-- START --

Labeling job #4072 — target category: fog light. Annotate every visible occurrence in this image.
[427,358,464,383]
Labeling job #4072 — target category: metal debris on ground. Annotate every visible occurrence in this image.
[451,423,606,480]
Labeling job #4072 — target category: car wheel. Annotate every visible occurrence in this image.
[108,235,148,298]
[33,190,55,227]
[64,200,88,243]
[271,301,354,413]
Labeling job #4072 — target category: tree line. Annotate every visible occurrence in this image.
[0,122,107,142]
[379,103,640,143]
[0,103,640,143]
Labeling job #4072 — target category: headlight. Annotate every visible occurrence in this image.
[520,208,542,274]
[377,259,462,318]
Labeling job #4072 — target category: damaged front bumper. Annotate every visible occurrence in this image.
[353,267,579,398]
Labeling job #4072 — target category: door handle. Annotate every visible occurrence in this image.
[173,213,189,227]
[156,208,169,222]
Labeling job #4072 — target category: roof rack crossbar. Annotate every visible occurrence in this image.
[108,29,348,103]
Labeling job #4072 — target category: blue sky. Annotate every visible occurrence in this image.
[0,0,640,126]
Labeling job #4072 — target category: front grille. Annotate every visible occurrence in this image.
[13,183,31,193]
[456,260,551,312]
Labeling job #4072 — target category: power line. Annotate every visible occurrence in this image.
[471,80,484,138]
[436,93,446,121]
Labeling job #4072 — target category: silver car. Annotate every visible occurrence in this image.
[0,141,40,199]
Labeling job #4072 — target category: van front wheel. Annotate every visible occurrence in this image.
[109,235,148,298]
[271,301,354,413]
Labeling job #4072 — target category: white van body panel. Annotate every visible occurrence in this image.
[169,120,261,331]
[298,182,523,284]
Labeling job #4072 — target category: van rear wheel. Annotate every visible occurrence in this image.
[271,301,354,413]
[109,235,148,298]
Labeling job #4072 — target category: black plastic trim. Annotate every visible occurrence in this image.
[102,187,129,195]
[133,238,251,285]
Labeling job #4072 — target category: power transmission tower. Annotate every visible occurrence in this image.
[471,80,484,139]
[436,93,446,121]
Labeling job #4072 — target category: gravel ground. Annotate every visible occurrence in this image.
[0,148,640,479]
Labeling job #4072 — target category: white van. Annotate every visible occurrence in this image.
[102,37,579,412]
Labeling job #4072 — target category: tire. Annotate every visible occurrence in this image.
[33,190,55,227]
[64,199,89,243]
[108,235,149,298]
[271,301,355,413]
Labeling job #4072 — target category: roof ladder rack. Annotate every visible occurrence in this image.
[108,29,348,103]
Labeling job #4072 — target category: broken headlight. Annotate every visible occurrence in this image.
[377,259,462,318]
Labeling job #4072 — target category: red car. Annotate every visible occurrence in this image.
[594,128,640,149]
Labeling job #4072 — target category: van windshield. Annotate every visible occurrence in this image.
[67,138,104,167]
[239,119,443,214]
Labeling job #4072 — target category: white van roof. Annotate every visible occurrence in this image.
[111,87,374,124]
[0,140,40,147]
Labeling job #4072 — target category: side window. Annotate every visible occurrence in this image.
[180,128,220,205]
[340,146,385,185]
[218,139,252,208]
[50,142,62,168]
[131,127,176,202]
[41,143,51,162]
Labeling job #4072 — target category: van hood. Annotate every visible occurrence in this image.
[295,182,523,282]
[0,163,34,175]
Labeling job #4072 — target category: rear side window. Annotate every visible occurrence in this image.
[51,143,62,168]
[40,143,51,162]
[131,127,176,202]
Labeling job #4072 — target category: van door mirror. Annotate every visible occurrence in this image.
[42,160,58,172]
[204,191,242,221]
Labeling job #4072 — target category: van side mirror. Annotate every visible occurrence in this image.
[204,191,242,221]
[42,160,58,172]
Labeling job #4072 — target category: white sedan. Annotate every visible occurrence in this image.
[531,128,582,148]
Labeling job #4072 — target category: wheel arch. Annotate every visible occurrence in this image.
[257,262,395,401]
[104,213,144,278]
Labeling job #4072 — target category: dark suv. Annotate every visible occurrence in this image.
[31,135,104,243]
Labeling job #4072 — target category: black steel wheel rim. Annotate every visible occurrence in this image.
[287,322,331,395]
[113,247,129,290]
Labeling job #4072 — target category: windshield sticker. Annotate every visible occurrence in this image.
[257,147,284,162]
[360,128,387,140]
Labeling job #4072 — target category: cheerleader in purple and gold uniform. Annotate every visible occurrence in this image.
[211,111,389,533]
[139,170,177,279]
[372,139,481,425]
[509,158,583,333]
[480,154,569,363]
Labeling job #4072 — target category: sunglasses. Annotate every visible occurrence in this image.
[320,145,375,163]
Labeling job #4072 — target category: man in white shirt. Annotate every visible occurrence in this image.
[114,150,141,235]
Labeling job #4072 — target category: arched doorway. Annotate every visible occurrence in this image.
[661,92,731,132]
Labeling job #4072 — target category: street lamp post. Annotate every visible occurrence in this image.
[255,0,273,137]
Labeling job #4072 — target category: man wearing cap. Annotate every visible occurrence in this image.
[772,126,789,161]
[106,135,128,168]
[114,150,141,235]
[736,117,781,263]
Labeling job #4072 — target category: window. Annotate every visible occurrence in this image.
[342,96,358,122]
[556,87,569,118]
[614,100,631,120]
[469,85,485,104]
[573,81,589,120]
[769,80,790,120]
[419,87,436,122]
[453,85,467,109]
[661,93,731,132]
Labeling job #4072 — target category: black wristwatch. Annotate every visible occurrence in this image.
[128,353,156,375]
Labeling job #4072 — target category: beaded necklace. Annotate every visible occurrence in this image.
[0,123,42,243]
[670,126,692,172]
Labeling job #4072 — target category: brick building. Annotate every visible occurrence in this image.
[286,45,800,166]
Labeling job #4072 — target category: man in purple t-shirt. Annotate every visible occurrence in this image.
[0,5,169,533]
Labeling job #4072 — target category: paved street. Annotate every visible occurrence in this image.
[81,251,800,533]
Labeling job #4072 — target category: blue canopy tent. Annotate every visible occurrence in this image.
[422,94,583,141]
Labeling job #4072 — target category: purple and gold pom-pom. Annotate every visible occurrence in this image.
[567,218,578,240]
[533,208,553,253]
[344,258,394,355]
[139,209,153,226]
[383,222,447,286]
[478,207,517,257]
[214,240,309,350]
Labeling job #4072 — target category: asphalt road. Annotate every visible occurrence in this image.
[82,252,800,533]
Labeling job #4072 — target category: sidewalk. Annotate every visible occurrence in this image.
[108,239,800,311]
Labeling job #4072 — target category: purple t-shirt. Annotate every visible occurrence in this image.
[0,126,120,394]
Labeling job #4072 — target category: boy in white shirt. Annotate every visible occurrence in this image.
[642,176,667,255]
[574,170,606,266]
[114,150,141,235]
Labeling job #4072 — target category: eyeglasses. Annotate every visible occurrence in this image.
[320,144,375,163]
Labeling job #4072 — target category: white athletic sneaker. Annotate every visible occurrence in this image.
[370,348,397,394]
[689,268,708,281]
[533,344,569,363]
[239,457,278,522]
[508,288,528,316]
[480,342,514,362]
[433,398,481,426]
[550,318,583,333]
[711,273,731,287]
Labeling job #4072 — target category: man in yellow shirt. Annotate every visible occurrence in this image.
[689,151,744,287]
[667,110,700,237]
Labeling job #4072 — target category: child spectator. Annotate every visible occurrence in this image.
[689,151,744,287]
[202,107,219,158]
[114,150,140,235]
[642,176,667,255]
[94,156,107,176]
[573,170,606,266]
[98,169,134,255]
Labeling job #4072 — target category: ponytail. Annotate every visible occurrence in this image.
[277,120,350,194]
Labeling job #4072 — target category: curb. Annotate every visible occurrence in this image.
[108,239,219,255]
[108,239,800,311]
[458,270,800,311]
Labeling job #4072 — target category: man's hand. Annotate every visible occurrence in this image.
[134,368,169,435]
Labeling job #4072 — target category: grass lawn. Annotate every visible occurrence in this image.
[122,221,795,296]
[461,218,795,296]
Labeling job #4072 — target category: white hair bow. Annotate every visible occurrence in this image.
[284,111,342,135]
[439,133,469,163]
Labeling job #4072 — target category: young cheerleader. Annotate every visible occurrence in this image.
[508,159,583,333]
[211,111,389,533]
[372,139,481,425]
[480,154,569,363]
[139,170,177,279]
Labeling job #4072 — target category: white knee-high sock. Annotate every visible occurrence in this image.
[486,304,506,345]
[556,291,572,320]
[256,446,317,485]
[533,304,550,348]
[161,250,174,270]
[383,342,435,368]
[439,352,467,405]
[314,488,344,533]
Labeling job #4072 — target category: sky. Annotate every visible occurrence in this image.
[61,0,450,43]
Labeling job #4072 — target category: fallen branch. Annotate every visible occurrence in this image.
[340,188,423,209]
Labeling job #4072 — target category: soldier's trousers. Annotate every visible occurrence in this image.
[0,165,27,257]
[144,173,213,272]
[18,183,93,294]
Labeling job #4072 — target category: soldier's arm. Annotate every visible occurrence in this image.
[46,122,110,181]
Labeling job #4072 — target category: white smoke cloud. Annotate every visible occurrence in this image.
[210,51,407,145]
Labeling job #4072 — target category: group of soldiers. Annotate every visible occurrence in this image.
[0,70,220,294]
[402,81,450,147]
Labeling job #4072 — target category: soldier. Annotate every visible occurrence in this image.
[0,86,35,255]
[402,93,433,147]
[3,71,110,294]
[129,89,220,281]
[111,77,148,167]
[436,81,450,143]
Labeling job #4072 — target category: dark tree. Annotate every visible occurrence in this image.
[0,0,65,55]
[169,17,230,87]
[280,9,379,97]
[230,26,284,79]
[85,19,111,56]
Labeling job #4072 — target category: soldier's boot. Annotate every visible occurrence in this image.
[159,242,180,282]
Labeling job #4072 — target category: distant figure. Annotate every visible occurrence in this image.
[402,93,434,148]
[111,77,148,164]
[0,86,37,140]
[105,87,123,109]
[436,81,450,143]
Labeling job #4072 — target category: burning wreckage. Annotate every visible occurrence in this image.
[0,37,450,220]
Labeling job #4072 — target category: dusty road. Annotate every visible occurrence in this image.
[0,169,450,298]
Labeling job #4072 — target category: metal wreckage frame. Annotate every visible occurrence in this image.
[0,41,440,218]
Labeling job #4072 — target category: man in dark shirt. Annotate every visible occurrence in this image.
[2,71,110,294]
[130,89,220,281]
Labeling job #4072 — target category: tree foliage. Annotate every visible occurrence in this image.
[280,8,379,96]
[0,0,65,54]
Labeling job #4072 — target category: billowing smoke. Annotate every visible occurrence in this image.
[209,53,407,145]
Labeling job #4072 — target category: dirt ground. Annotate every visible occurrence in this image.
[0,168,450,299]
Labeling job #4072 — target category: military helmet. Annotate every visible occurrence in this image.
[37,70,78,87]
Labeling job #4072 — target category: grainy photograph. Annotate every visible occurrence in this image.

-- END --

* **What needs to be done**
Give exactly the lines from the one with "Labeling job #4072 — target category: metal wreckage" to the end of the entries, nothing before them.

* **Response to the task**
Labeling job #4072 — target category: metal wreckage frame. Annotate every visible occurrence in this image.
[0,41,440,218]
Labeling job #4072 — target category: man in dark shirt. Annotate every visible occurrence in this image.
[2,71,110,294]
[130,89,220,281]
Labeling job #4072 — target category: tree foliage. Annotate every visible occurrence in this image.
[280,8,379,96]
[0,0,65,54]
Labeling job #4072 — target category: billowing smoke. Annotate every visible occurrence in this image.
[209,53,407,145]
Labeling job #4072 — target category: dirt ground. Annotate every visible occurrence in this image.
[0,168,450,299]
Labeling job #4072 — target category: military helmet. Annotate every visible occurrence in this image.
[37,70,78,87]
Labeling job #4072 — target category: grainy photograph. Annotate every visible occurrence in this image.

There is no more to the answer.